SOURCE PASSAGE:
───
Suddenly, owning an F1 team has become more attractive. Sauber’s owner, the multibillionaire Swedish businessman Finn Rausing had initially entertained a solid Michael Andretti group offer, reportedly of £300m for an 80% share in his company Islero Investments, which owns the team. Rausing hadn’t been looking to sell but as a businessman, if it was the right price, everything is for sale. Andretti believed he had a deal, but Rausing later insisted on an additional payment of £42m each year over the next five years as a precaution against any sponsorship shortfall, thereby adding another £210m to the price. That’s where Andretti’s group baulked, with Michael insisting it placed a ludicrously high valuation on the team.

Andretti’s friend, McLaren boss Zak Brown, might disagree with that assessment. “The day of the £1bn F1 team may soon be here,” he has said. Last year, MSP Sports Capital bought a 15% share of the McLaren team for a reported £185m – which nominally would put the valuation of the company at £1.2bn.
───
WRITTEN EXERCISE 1: Reproduce the Sauber sale passage between "Suddenly, owning an" and "on the team.", inclusive, swapping "baulked" for "balked".
WRITTEN EXERCISE 2: Pick up the passage on F1 team valuations after its final sentence and extend it with further text.
───
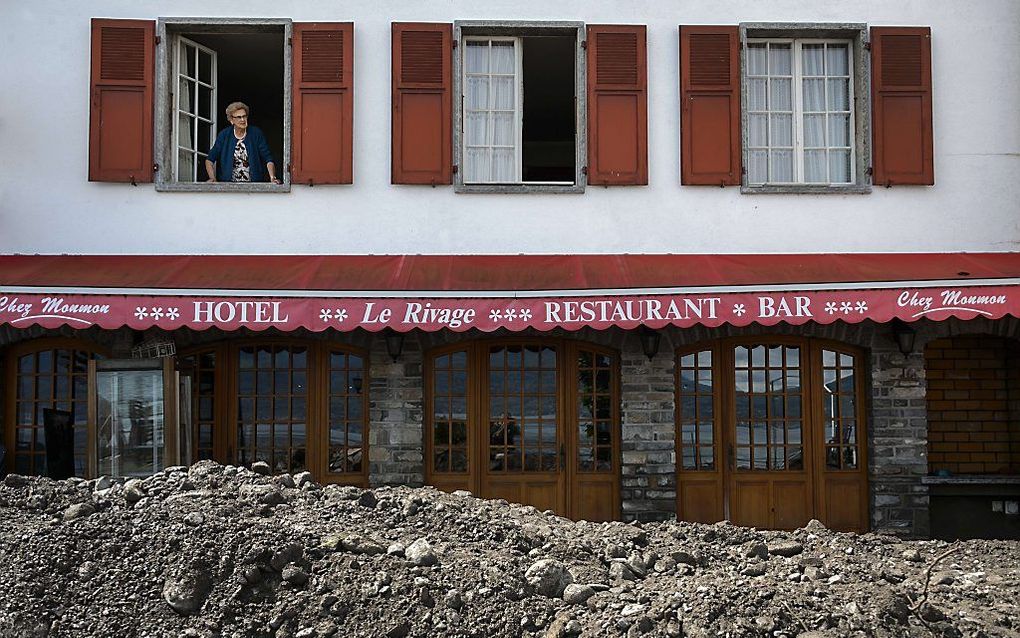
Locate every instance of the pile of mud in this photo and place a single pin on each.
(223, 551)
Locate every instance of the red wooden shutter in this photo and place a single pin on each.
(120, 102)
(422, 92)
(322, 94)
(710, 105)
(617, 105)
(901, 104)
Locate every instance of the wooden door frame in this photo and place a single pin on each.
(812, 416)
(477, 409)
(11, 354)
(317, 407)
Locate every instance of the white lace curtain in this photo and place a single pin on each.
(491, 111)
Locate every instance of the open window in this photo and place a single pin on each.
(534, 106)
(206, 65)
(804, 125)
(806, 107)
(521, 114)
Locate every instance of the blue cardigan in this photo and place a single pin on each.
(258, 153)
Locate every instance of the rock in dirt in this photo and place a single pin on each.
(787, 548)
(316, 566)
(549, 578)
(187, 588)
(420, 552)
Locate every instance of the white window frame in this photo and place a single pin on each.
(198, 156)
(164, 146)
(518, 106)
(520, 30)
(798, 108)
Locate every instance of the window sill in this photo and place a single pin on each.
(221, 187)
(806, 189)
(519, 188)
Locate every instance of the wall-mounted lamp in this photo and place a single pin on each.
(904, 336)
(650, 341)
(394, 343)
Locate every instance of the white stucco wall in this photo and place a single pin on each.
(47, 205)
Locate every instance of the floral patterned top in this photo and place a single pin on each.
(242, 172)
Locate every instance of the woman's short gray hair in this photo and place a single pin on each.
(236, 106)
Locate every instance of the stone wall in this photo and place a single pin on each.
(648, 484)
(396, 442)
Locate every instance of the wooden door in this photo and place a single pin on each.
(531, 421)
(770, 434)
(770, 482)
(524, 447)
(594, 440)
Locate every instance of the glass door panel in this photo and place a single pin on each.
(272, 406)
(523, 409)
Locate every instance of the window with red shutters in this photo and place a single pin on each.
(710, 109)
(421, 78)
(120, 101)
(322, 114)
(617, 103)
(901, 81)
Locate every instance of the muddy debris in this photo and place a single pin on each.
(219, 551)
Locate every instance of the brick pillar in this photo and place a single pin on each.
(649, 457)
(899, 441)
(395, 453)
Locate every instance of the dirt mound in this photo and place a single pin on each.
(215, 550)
───
EXERCISE OUTPUT 1:
Suddenly, owning an F1 team has become more attractive. Sauber’s owner, the multibillionaire Swedish businessman Finn Rausing had initially entertained a solid Michael Andretti group offer, reportedly of £300m for an 80% share in his company Islero Investments, which owns the team. Rausing hadn’t been looking to sell but as a businessman, if it was the right price, everything is for sale. Andretti believed he had a deal, but Rausing later insisted on an additional payment of £42m each year over the next five years as a precaution against any sponsorship shortfall, thereby adding another £210m to the price. That’s where Andretti’s group balked, with Michael insisting it placed a ludicrously high valuation on the team.

EXERCISE OUTPUT 2:
This year F1 made a £500m profit in Q3. If this can be maintained, it implies an annual profit of £2bn, 60% of which (£1.2bn) would be shared out among the teams, giving an average payment to each team of £120m. The cost cap is currently £110m but gliding down to £100m from 2023. Income £120m, cost £100m… A lot of assumptions in there, sure, but that’s the gist of the optimism and valuations.

Which brings us around to the VW Group’s expected entry into F1 when the new power unit regulations come into effect, probably in 2026. The VW Group owns Porsche and Audi and it is expected that both brands (and not VW) will be making their entry. But in what capacity? Although under group ownership, Audi and Porsche are still separate companies and to an extent operate independently.

Initially it was expected that the VW Group’s entry would dovetail with Red Bull Powertrains, the engine company set up last year by Red Bull in reaction to Honda’s departure. Multiple millions have been spent on this and there has been a strong recruitment drive, pulling engineers from Mercedes HPP in particular but also from Renault Sport.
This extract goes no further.